I could have titled this piece “How to forgive your abusers”, but I think surviving a troubled childhood is about a lot more than forgiving those who made you suffer. It is about understanding how a troubled childhood has affected your life and kept you from becoming the best you were meant to be.
What makes up a troubled childhood?
Some traumatic experiences are obvious, like sexual abuse, other things not so much. What may seem as abusive to some, others can call good parenting. The only thing that matters when making this determination is what you think. If you believe the behavior of adults in your childhood left scars in your psyche, then it is so. This article is then for you.
I grew up with very abusive parents. My mother was bipolar and prone to beating my brothers and I for the smallest of infractions. Her physical punishment depended on her mood. I coped with her by reading her growing anger and then putting a stop to it with apologies and giving in to what she demanded before it escalated out of control.
My father was an emotionally distant man who kept me art arm’s length throughout his life. However, he had no problem showing his disapproval and resentment towards anything I did. I spent most of my life seeking an approval that would never come.
My parent’s marriage was a torturous affair of forty-some years and it fueled their bad behavior towards each other and their children.
The net result of my upbringing was that I grew up believing I was not enough and unworthy of love. This belief became embedded in my unconscious mind. Deep down inside, I believed I needed to do things to convince others I was good enough. This became the driving force behind my unhealthy pursuit of high achievements.
In personal relationships, I blamed myself whenever anything went awry. I gave up my boundaries to please my partner in order to keep the peace. In my mind, however, my coping mechanism reinforced my belief I was unworthy and unloveable. This created a hole in my soul that no amount of accomplishments could ever fill.
Converting the negative into positive
After decades of getting nothing out of complaining to others about my troubled childhood, I discovered there was another path. The secret to a more fulfilling life is to recast your experiences, not as good or bad, but as lessons to learn. I know this can be difficult to do, especially if you have been the victim of something horrible like a close family member molested you. This may require the help of a therapist or a life coach, but it is essential work that every person must do in order to evolve into a higher self.
- - - - -
Tasks:
**a)** Please answer these questions from the essay on surviving a troubled childhood:
(i) What condition did the author's mother have?
(ii) How long did the author's parents' marriage last?
(iii) What does the author call the secret to a more fulfilling life?
**b)** List every member of the author's own family that the essay mentions.
The data after this point is separate from the essay.
- - - - -
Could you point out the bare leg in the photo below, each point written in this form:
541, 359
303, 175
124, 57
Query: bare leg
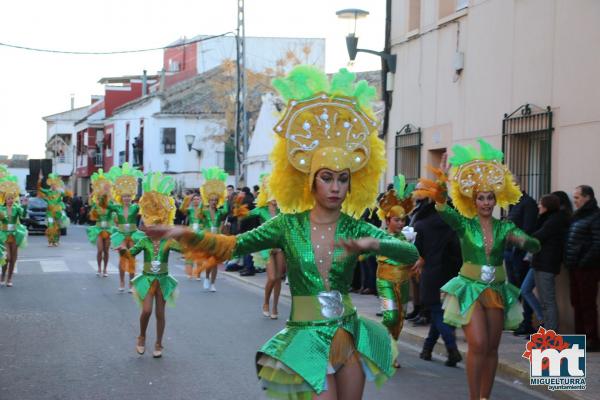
270, 282
11, 259
495, 323
146, 313
160, 317
105, 251
350, 380
99, 250
331, 392
477, 341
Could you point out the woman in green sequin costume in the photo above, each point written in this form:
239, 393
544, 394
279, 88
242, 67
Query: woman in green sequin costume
214, 193
55, 215
393, 277
480, 299
99, 234
273, 259
13, 234
326, 351
154, 286
192, 208
125, 187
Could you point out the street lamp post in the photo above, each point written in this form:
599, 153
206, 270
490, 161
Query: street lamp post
352, 39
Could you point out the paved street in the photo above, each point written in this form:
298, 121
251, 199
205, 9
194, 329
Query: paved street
67, 334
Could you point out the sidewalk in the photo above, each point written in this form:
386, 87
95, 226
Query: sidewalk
510, 364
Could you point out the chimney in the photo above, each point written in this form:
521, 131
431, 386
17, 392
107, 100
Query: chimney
144, 84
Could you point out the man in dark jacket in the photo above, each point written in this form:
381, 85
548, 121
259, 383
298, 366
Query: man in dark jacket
440, 261
582, 258
524, 215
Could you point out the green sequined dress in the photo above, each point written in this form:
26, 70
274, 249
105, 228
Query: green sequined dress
295, 362
126, 227
104, 223
480, 272
10, 225
156, 268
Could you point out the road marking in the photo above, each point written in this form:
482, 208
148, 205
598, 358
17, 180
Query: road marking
111, 269
54, 266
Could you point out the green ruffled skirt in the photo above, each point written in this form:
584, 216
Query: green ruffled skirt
20, 235
143, 282
463, 292
118, 237
294, 364
94, 231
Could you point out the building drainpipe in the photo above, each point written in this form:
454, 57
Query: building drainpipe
144, 83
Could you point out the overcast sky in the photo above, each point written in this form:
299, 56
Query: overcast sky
36, 84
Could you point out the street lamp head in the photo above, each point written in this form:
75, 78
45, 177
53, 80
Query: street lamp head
189, 140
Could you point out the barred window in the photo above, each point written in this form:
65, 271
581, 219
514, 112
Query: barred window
527, 146
168, 140
408, 153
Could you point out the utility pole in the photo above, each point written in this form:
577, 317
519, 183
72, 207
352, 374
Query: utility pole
241, 129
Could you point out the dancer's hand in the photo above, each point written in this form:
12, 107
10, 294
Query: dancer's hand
362, 245
157, 232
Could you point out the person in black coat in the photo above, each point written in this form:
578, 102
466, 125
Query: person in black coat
582, 259
551, 231
440, 261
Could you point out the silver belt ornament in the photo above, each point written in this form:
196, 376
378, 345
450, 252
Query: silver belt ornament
488, 273
155, 266
332, 305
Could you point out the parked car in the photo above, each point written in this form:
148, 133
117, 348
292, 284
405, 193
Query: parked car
35, 221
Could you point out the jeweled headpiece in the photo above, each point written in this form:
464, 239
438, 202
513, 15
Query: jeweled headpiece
54, 180
125, 181
325, 125
264, 194
397, 202
214, 185
157, 207
475, 171
101, 185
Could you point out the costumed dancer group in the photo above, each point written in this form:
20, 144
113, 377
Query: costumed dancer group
327, 162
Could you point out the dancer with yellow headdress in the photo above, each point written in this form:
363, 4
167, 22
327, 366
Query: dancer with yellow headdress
99, 234
55, 214
327, 162
154, 284
13, 234
393, 277
214, 194
124, 189
480, 299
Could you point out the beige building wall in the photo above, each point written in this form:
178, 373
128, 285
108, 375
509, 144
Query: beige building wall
541, 52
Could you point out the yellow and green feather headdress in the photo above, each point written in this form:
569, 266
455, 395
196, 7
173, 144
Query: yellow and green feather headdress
214, 184
476, 171
157, 207
327, 124
125, 181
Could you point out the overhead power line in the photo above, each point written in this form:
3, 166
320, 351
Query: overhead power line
98, 53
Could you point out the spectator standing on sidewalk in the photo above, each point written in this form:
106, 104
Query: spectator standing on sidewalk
582, 259
524, 216
440, 261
- - - - -
Responses in order:
**a)**
(i) She was bipolar.
(ii) Forty-some years.
(iii) Recasting your experiences, not as good or bad, but as lessons to learn.

**b)**
- Mother
- Father
- Brothers